The data:
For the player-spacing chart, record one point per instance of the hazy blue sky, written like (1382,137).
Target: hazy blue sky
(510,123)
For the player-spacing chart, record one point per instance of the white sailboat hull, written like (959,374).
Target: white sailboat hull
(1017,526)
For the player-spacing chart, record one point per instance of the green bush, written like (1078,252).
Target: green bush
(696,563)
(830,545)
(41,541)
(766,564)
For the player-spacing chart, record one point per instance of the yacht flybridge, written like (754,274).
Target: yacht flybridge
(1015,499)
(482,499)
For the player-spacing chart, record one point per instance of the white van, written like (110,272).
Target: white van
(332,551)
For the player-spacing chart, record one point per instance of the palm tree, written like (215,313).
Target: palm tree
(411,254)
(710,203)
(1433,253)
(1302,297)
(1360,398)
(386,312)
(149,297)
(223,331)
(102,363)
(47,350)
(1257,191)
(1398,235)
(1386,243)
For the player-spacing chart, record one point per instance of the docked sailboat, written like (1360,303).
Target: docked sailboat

Work task: Set down, word for word, every line from the line that holds "Target: palm tree" to the end of the entries above, including both ends.

Answer space:
Target: palm tree
(411,254)
(710,203)
(1433,253)
(1302,297)
(1360,398)
(386,312)
(149,297)
(223,331)
(102,363)
(47,350)
(1257,191)
(1398,235)
(1386,243)
For the player-spacing chart, record one point per instance of the docked sailboat, written like (1360,303).
Target: docked sailboat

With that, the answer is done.